START Excerpt provided
Dawson DA, Goldstein RB, Grant BF. Addiction 2013; 108(4): 712-722.

Affiliation

Kelly Government Services, Bethesda, MD, USA; Laboratory of Epidemiology and Biometry, Division of Intramural Clinical and Biological Research, National Institute on Alcohol Abuse and Alcoholism, National Institutes of Health, Bethesda, MD, USA.

Copyright

(Copyright © 2013, John Wiley and Sons)

DOI

10.1111/add.12079

PMID

23216848

Abstract

AIMS: To assess age variation in correlates of drinking cessation. DESIGN: Prospective study of a U.S. general population sample. SETTING: Face-to-face household interviews. PARTICIPANTS: Past-year ≥monthly drinkers interviewed at baseline and 3-year follow-up (n=14,885). MEASUREMENTS: Baseline values and selected changes over follow-up in alcohol consumption, alcohol use disorder (AUD), sociodemographic and health characteristics, other substance use and psychiatric comorbidity were used to predict drinking cessation in three age groups FINDINGS: Correlates of drinking cessation varied over the life course, with pregnancy/presence of an infant, nicotine or drug use disorder, incident AUD, cluster A personality disorder, liver disease and incident retirement being important at younger ages and high-school graduation, family income ≥$70,000, volume of ethanol intake, Asian race/ethnicity, mood disorder and incident cardiovascular disease being significant at older ages. Age-invariant correlates included smoking cessation over follow-up, OR=2.82 (95% CI=1.62-4.92) to 3.45 (2.20-5.39); college education, OR=0.42 (0.27-0.65) to 0.54 (0.36-0.83); Black and Hispanic race/ethnicity, OR = 1.74 (1.18-2.29) to 1.88 (1.21-2.93) and 1.58 (1.11-1.25) to 1.73 (0.83-3.63), respectively, and months since last drink, OR=1.24 (1.13-1.36) to1.29 (1.19-1.39). CONCLUSIONS: Factors associated with ceasing alcohol use in US adults appear to differ over the life course, reflecting age variation in both their prevalence and impact and supporting the importance of role transitions and health problems (the "sick quitter" effect). The most consistent correlates of drinking cessation included factors reflecting ability/inability to give up potentially addictive substances and factors associated with perceived acceptability of drinking and subgroup-specific drinking contexts that might facilitate/impede continued drinking.
END Excerpt provided
### Task prompt
Please answer these questions about the study summary above, one answer per line:
1. In which journal and year was the study published?
2. How many participants were interviewed at both baseline and the 3-year follow-up?
3. What kind of interviews formed the study's setting?
START Record excerpts
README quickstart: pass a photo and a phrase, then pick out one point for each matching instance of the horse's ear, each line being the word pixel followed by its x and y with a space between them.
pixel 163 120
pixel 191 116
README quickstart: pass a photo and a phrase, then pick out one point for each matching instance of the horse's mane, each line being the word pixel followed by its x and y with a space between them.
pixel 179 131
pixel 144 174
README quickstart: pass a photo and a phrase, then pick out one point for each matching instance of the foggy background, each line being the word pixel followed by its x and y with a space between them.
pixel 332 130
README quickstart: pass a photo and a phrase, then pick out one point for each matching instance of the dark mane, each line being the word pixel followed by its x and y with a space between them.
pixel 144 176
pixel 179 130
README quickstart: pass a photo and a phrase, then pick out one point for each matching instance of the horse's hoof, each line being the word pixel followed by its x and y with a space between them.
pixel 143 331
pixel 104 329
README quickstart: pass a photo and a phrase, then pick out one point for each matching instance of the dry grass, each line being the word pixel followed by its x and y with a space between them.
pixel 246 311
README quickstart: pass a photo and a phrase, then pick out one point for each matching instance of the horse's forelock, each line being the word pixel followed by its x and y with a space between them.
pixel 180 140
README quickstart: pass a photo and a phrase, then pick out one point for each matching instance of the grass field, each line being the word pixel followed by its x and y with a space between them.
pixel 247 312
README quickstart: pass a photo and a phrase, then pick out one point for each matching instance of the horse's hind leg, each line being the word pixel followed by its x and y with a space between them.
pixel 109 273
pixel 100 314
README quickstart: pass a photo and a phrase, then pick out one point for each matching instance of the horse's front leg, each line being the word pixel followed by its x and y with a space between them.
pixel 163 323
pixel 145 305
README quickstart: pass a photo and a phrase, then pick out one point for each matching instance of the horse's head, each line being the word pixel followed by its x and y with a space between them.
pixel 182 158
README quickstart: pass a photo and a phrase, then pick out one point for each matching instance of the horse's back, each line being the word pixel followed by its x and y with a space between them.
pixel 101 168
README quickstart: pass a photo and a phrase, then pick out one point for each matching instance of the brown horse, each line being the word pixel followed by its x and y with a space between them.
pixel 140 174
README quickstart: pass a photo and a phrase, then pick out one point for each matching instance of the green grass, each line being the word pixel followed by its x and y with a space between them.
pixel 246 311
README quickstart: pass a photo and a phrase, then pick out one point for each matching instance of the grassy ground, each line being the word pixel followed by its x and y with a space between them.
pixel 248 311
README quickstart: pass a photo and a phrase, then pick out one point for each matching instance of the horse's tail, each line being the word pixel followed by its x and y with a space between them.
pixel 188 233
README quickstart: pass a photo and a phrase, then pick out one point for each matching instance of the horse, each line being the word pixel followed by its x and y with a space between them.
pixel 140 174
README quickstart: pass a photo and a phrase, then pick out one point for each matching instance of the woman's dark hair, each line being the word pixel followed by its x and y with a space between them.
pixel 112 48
END Record excerpts
### Task response
1. Addiction, 2013
2. 14,885
3. Face-to-face household interviews